_Votre tâche_: Modifiez le passage sur les métavers : recopiez-le en partant des mots « Pour l’avenir, le » et en vous arrêtant après « domaine du virtuel. », puis remplacez « vidéoconférence » par « visioconférence ».

_Extrait de texte_:
********

Pour l’avenir, le doyen de Polimi, Federico Frattini, pense que les métavers pourraient être utiles pour enseigner des « compétences non techniques » telles que le leadership et le travail d’équipe. En effet, il peut permettre aux étudiants de saisir les comportements non verbaux – gestes, posture – plus facilement que lors d’une vidéoconférence. « C’est un contexte dans lequel la reproduction d’un environnement physique par la technologie peut améliorer les résultats de l’apprentissage », explique M. Frattini.

L’investissement dans des outils sophistiqués d’apprentissage interactif a été accéléré par la pandémie de coronavirus, qui a poussé les écoles de commerce dans le domaine du virtuel.

« Dans notre secteur, il y a eu une certaine hésitation à adopter les nouvelles technologies par peur qu’elles ne soient pas assez bonnes », explique Barbara Stöttinger, doyenne de la WU Executive Academy à Vienne. « Ce que la pandémie a fait, c’est nous ouvrir l’esprit. Elle nous a montré les possibilités et la vitesse à laquelle nous pouvons innover. »

Cette année, la WU s’est associée à Tomorrow’s Education, une start-up spécialisée dans les technologies de l’information, pour lancer son master professionnel en durabilité, entrepreneuriat et technologie. Le programme est entièrement dispensé dans le campus virtuel de l’école, accessible par une application en ligne. « Nous devons penser à la prochaine génération qui va grandir dans le métavers », déclare Stöttinger. « À terme, il sera indispensable pour nous d’y être présents. Cet investissement nous permet d’être à l’épreuve du futur.

********

_Entrées de données enregistrées_:
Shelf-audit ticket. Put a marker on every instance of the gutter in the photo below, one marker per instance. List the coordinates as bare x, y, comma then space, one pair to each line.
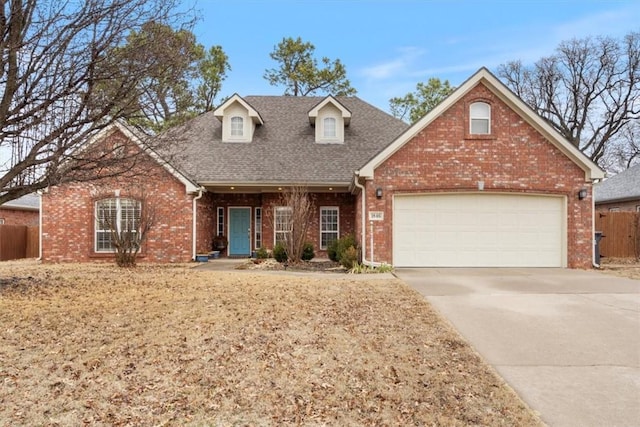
195, 217
364, 225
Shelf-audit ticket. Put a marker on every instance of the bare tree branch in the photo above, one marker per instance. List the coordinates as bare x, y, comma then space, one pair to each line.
54, 59
589, 90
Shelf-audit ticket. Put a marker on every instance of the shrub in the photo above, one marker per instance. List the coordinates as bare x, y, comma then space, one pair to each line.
262, 253
385, 268
332, 251
280, 253
337, 248
349, 257
307, 252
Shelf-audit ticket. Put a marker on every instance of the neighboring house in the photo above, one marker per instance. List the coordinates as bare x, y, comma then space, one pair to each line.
22, 211
621, 192
479, 181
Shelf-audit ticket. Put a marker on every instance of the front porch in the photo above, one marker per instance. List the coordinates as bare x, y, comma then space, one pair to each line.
249, 219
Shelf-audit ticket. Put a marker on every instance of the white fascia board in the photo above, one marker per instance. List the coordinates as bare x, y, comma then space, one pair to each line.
346, 114
592, 171
253, 113
189, 185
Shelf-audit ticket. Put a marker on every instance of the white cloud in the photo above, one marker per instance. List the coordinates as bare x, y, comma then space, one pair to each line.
394, 67
616, 22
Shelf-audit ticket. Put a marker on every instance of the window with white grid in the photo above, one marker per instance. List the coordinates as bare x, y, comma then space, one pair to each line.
329, 226
115, 216
480, 114
220, 221
237, 126
282, 224
258, 228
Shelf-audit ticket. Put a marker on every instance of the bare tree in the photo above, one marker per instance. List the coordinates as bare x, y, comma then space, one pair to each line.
293, 222
55, 58
128, 220
589, 90
624, 152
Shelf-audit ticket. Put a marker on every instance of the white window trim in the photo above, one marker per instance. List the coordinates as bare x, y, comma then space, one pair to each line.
275, 221
324, 128
220, 224
240, 136
257, 227
96, 230
473, 117
321, 137
337, 209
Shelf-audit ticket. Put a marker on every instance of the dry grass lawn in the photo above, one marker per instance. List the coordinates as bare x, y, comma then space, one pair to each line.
622, 267
170, 345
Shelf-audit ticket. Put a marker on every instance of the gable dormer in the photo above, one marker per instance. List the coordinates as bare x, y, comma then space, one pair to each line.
239, 119
330, 118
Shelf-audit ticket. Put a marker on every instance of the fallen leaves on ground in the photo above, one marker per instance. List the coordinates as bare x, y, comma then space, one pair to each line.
170, 345
622, 267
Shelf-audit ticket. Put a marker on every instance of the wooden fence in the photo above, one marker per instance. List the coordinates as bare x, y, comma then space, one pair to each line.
19, 241
620, 234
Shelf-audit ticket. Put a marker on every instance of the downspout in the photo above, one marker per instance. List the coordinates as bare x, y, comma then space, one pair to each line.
593, 227
195, 217
364, 225
39, 226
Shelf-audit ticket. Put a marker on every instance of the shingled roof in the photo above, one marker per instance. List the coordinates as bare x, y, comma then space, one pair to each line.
620, 187
29, 202
283, 150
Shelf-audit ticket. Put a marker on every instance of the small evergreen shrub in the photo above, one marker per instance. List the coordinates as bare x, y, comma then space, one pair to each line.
337, 248
307, 252
262, 253
280, 253
349, 257
332, 251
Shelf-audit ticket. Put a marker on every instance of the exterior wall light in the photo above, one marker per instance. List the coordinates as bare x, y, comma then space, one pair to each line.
582, 194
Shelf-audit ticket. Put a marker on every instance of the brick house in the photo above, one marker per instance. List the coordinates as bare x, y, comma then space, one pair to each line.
479, 181
619, 193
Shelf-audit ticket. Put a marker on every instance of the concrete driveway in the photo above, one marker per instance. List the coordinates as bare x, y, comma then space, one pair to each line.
567, 341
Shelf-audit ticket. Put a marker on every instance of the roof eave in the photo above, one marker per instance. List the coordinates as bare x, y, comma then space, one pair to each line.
591, 170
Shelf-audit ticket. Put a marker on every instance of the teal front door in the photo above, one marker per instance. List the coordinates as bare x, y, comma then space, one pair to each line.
239, 231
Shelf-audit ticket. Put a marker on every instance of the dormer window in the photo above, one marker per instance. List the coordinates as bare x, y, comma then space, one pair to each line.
329, 128
480, 118
237, 126
330, 118
239, 120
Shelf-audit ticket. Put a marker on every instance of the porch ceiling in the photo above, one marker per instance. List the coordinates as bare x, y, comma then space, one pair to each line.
256, 188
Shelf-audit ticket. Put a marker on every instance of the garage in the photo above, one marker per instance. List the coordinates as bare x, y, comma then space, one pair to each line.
479, 230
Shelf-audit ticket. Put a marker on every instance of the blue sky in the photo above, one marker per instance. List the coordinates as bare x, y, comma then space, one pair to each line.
389, 46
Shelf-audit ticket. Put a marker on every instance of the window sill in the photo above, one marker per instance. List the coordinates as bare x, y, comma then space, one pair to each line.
480, 136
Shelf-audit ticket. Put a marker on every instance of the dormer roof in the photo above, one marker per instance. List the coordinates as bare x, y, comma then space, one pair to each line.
313, 113
253, 113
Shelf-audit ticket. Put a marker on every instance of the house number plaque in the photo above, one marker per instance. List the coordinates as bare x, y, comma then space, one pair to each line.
376, 215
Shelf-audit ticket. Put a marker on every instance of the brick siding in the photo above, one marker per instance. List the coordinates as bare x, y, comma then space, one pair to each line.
443, 157
268, 201
628, 206
68, 216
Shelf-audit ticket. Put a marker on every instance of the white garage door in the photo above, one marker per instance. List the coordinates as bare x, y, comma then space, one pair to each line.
478, 230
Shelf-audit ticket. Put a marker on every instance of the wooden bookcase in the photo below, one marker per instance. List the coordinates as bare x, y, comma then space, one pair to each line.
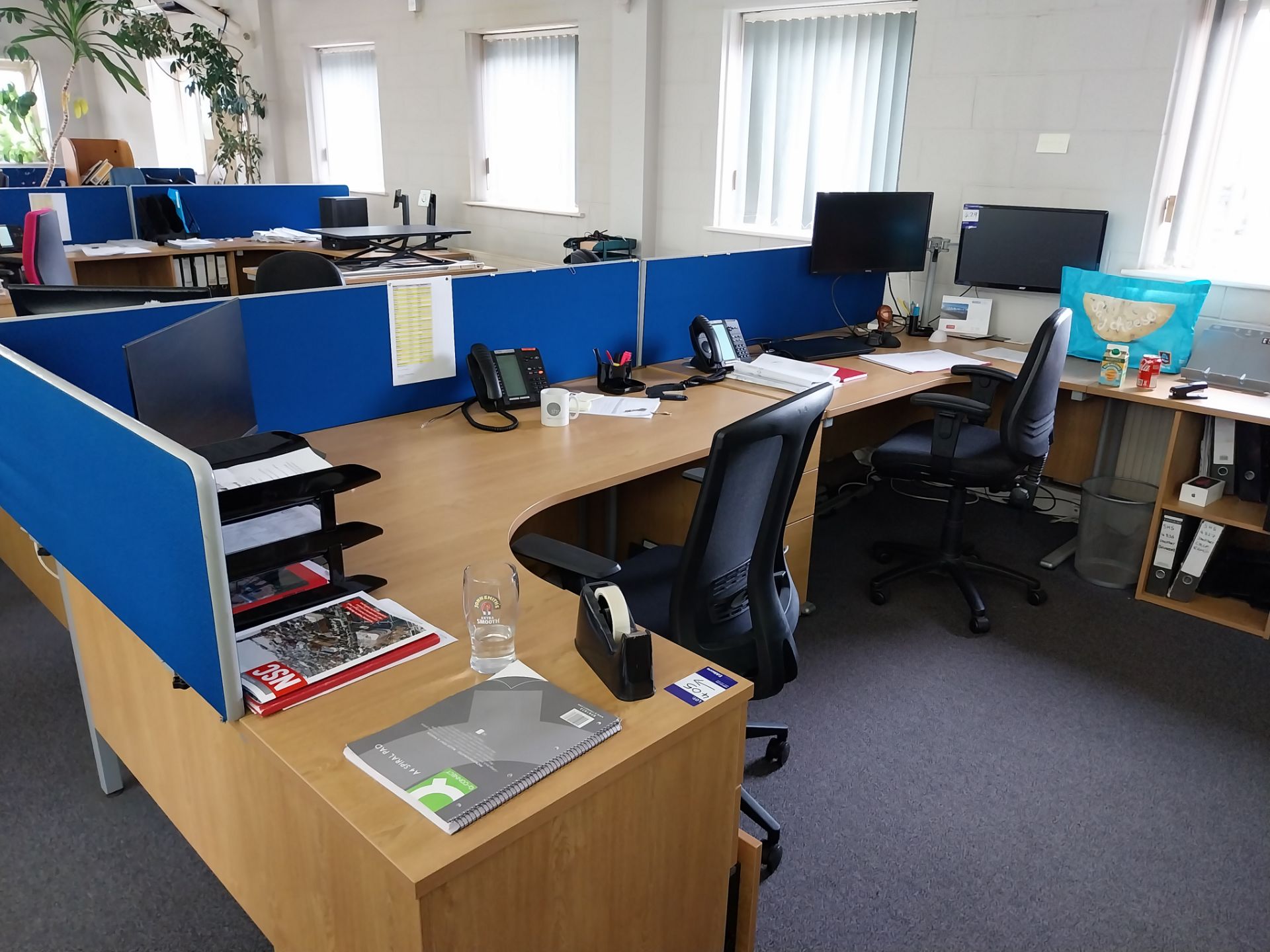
1246, 521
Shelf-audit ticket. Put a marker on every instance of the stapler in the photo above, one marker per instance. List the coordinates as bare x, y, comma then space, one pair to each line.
1189, 391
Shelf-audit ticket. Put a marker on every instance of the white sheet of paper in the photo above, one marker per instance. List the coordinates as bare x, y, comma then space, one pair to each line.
273, 469
422, 329
271, 527
630, 408
58, 202
1002, 353
920, 361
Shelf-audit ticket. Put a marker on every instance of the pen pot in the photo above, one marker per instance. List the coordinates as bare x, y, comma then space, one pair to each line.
616, 379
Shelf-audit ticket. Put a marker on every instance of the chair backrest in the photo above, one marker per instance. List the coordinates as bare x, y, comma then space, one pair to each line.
1028, 418
44, 255
733, 600
298, 270
80, 154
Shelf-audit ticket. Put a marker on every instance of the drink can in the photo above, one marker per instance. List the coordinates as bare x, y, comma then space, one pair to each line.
1148, 371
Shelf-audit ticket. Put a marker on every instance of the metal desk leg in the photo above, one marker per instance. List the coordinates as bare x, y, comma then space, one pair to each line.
110, 768
1104, 465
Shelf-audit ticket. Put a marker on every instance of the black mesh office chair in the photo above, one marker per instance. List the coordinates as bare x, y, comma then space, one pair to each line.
956, 448
726, 593
298, 270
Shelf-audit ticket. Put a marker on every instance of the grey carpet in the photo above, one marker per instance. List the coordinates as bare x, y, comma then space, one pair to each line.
1091, 776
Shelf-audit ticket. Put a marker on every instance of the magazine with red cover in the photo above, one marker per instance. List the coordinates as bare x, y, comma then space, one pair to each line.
310, 647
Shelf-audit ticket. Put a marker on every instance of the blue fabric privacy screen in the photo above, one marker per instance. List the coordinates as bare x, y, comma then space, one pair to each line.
98, 212
770, 292
321, 358
237, 211
125, 516
1151, 317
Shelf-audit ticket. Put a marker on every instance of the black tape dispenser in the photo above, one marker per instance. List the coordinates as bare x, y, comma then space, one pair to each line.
618, 651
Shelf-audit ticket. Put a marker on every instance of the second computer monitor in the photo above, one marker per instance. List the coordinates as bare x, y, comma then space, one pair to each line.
190, 381
870, 231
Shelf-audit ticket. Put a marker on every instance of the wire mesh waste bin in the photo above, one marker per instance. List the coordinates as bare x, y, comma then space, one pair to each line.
1115, 518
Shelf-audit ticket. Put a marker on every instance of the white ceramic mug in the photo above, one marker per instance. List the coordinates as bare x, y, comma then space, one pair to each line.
559, 407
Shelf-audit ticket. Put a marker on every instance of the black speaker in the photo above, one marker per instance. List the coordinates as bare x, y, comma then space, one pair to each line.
343, 214
1250, 461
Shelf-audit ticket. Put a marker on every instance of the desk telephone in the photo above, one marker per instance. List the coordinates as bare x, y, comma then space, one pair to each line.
715, 344
505, 380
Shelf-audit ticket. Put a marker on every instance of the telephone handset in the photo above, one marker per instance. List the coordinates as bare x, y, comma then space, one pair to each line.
505, 380
715, 344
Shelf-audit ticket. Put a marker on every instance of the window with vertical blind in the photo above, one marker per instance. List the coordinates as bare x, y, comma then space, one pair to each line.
1214, 180
529, 120
349, 149
813, 102
182, 120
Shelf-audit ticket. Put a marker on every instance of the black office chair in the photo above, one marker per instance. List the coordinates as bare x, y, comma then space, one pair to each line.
956, 448
298, 270
726, 593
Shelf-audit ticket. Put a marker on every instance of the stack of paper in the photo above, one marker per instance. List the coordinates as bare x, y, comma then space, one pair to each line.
784, 374
284, 235
275, 467
629, 408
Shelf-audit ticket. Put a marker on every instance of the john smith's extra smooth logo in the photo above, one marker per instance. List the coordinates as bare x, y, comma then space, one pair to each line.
487, 606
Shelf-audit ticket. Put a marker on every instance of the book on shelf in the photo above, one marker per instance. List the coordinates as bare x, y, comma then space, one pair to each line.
343, 637
476, 749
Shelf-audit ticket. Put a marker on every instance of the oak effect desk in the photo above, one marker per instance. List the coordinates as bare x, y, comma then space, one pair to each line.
1087, 433
628, 848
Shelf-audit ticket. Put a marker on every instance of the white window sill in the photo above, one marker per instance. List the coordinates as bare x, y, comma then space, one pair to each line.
1183, 274
804, 237
564, 214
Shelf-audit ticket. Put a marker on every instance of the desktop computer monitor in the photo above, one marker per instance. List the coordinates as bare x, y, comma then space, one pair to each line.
31, 300
190, 381
870, 231
1025, 249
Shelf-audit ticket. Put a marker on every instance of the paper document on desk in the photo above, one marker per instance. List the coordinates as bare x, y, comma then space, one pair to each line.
276, 467
271, 527
58, 202
422, 329
921, 361
629, 408
1002, 353
110, 251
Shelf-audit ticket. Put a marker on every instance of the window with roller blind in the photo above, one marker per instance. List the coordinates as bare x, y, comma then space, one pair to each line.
813, 102
526, 153
182, 120
345, 117
1213, 186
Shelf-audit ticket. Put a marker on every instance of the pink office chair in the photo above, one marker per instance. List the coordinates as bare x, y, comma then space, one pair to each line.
44, 257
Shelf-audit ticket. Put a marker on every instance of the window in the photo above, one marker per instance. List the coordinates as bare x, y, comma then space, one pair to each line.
26, 143
346, 118
1214, 182
527, 125
813, 102
182, 120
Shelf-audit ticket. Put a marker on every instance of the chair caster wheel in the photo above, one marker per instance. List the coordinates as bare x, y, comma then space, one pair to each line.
770, 859
778, 752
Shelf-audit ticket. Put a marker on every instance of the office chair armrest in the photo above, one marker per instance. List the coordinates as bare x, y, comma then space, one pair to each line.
951, 413
984, 380
575, 565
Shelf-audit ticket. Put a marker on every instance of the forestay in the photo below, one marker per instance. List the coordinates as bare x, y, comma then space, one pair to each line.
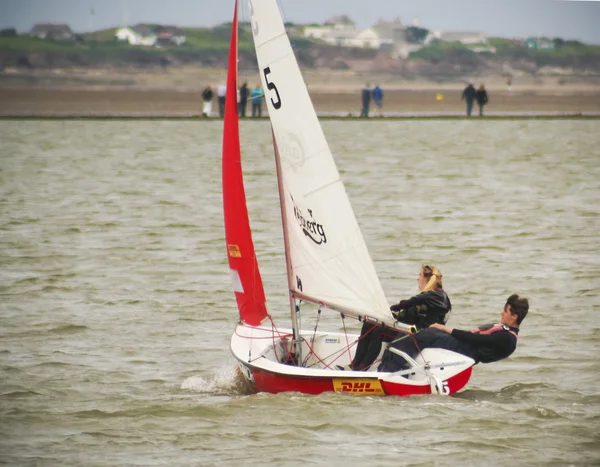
329, 261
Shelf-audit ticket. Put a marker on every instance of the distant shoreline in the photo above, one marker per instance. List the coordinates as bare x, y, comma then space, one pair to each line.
411, 116
35, 102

********

_Zone de réponse_:
Pour l’avenir, le doyen de Polimi, Federico Frattini, pense que les métavers pourraient être utiles pour enseigner des « compétences non techniques » telles que le leadership et le travail d’équipe. En effet, il peut permettre aux étudiants de saisir les comportements non verbaux – gestes, posture – plus facilement que lors d’une visioconférence. « C’est un contexte dans lequel la reproduction d’un environnement physique par la technologie peut améliorer les résultats de l’apprentissage », explique M. Frattini.

L’investissement dans des outils sophistiqués d’apprentissage interactif a été accéléré par la pandémie de coronavirus, qui a poussé les écoles de commerce dans le domaine du virtuel.